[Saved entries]
--------------------
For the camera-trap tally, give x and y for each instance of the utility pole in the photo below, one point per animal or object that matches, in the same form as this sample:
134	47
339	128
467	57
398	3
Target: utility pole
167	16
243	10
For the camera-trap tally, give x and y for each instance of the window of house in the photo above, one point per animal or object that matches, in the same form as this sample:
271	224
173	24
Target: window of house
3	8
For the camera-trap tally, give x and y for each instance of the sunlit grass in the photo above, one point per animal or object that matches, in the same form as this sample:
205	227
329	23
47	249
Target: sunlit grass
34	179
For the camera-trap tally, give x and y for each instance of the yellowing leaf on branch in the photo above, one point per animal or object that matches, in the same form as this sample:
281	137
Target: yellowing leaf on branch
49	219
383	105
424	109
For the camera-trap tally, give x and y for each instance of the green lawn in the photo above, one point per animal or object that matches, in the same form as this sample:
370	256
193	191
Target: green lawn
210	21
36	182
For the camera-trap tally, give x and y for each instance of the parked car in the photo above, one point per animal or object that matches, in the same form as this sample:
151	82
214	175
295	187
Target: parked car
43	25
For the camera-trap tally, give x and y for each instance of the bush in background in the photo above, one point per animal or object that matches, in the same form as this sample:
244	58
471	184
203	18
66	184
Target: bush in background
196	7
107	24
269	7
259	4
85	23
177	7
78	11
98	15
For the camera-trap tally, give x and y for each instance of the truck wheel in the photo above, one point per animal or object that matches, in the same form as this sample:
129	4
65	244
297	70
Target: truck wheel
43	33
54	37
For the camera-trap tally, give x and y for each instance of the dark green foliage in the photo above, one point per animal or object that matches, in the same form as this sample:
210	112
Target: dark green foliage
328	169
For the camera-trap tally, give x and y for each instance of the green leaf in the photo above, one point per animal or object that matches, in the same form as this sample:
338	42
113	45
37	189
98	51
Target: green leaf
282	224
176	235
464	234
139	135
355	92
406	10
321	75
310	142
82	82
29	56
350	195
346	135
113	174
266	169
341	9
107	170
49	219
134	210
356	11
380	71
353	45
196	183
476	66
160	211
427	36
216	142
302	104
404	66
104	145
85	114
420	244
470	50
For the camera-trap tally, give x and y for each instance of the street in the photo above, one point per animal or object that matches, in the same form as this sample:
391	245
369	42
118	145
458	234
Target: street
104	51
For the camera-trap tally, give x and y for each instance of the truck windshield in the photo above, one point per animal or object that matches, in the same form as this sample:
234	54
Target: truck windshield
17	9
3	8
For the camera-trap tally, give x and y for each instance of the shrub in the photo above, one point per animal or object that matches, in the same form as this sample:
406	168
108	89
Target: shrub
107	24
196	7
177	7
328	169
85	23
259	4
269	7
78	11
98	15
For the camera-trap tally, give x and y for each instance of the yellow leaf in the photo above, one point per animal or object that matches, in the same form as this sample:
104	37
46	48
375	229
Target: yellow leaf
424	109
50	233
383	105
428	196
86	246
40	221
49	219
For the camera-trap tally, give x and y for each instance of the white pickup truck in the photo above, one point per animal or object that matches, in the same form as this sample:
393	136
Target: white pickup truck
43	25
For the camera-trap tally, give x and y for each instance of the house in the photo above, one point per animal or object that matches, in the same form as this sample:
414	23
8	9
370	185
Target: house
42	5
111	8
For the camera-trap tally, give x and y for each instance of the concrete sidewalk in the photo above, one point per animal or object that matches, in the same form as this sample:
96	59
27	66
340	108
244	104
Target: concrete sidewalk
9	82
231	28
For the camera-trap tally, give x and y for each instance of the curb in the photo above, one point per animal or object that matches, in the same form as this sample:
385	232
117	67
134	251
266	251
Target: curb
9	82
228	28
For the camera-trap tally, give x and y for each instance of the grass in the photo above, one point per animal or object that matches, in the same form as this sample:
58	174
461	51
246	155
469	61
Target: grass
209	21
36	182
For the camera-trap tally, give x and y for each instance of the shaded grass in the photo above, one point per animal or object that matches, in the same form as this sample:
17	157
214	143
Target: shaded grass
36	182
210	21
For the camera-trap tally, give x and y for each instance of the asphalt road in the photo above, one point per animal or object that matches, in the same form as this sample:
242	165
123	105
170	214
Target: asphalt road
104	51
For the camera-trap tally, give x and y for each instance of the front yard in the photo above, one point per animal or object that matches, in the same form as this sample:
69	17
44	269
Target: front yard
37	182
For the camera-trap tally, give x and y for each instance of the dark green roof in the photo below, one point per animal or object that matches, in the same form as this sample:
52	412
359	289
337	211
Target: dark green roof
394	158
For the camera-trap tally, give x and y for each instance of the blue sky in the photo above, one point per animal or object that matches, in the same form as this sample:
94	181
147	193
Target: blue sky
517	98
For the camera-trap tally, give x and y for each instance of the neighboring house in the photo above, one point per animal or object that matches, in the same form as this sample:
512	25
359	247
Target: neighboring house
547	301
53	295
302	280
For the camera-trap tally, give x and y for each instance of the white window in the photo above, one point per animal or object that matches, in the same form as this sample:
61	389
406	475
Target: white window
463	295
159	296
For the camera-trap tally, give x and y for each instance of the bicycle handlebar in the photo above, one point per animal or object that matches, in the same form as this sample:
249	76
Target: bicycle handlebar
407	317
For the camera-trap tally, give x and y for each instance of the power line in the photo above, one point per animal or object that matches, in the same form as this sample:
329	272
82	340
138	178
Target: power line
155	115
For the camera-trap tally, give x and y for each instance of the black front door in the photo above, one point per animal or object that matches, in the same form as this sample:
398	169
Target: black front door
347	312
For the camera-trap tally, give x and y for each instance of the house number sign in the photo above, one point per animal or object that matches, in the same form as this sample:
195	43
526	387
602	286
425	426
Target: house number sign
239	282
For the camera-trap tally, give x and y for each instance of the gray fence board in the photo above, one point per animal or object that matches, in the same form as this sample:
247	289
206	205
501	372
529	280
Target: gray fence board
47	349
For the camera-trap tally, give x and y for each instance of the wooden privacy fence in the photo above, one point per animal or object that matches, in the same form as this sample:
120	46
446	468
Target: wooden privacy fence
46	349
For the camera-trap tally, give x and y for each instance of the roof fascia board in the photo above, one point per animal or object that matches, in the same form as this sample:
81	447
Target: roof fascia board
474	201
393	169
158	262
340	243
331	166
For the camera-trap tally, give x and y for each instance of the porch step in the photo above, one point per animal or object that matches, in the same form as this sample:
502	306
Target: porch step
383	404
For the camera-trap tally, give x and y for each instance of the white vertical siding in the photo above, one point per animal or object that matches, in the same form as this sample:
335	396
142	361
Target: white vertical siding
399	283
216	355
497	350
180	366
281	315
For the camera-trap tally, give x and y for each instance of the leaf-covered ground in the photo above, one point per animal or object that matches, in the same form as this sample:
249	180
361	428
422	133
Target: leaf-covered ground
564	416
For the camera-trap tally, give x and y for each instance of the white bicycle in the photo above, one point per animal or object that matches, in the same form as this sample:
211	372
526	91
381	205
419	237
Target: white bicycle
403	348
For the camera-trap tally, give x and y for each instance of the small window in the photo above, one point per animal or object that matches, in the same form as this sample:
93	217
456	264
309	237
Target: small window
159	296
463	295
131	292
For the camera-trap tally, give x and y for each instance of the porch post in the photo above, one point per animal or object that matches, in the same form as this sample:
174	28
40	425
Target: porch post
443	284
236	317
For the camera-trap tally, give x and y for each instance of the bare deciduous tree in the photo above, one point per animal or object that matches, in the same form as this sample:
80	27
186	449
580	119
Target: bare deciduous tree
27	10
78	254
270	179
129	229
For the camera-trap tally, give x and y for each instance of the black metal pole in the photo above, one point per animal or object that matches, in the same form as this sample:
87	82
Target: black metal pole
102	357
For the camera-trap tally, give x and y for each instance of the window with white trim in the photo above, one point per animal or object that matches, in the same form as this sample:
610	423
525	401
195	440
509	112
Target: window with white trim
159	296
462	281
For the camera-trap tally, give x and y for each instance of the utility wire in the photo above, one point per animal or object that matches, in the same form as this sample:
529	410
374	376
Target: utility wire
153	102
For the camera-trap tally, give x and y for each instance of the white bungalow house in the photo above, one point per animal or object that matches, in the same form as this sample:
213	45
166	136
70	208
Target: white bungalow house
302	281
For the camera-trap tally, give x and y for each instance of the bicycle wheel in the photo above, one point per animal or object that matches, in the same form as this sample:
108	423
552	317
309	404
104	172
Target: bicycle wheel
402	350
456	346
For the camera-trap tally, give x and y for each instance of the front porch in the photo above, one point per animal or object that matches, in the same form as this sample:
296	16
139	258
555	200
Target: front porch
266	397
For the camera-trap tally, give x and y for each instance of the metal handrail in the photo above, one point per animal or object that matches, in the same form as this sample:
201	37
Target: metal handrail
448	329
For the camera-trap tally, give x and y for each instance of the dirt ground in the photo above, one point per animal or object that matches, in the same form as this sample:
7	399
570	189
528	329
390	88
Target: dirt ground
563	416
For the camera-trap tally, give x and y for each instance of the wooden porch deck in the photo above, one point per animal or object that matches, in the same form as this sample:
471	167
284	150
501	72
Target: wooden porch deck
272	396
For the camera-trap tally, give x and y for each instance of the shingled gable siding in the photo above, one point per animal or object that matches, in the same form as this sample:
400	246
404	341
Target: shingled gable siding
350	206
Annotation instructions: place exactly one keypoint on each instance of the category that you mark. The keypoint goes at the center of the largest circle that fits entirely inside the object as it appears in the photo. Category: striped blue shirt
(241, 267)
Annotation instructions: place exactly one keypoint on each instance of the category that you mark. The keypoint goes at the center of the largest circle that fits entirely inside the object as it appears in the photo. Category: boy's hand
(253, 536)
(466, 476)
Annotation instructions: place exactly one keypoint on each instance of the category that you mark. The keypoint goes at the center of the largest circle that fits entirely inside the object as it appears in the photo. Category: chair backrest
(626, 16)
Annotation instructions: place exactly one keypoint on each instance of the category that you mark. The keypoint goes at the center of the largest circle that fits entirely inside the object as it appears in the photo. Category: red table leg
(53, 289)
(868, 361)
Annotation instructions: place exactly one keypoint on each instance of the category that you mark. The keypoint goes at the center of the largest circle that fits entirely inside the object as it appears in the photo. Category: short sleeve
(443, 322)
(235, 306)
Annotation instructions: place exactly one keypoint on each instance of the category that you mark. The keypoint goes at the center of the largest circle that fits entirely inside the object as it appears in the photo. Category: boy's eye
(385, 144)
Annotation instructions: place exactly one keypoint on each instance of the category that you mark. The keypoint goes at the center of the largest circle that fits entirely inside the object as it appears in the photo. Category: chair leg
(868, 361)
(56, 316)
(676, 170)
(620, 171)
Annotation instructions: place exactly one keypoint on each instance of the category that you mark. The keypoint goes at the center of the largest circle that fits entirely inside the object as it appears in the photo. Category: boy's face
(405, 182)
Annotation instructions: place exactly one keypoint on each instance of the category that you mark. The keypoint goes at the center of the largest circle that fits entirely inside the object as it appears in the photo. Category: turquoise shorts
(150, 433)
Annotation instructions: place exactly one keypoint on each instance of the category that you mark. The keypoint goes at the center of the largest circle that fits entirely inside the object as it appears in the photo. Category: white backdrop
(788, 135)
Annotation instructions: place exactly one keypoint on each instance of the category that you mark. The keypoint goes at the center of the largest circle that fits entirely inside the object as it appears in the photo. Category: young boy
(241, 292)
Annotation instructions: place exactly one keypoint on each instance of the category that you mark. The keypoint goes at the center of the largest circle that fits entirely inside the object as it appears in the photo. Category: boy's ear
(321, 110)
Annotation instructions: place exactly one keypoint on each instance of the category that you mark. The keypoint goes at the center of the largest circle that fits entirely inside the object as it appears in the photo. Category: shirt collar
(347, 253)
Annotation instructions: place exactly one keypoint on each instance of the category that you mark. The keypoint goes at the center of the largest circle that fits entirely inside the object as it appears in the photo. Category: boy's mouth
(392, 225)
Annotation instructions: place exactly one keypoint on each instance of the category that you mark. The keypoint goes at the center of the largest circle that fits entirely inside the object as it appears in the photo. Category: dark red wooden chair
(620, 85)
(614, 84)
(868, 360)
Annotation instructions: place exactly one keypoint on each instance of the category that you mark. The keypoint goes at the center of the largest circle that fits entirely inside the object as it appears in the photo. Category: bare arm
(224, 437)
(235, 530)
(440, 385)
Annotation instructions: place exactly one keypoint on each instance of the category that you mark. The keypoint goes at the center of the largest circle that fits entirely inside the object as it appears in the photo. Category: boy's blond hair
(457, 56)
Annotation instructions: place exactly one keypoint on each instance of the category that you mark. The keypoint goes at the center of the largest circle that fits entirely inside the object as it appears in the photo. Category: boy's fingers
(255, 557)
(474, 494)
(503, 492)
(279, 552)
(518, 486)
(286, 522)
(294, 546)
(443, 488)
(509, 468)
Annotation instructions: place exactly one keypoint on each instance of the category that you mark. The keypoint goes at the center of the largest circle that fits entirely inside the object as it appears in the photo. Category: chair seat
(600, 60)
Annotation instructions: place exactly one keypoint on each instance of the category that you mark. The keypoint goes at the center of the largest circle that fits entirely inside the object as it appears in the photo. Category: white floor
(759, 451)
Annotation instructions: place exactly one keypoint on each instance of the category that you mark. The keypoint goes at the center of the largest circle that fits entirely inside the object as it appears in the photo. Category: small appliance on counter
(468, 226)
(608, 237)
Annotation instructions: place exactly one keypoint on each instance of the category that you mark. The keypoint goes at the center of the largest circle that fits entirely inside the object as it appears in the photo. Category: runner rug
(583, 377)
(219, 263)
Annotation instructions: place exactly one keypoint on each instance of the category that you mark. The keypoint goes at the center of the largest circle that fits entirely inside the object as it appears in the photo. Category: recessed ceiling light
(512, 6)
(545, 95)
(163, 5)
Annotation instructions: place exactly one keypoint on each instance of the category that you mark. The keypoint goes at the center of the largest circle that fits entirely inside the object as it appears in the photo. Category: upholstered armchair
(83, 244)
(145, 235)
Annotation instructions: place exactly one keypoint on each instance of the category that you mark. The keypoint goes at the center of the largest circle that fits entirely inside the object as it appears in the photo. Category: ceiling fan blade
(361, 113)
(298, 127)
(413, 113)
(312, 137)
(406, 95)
--------------------
◆ **EXERCISE DESCRIPTION**: Tally the lines in the data that contain the string "below". Report only the total.

◆ **THE COMPLETED TASK**: 2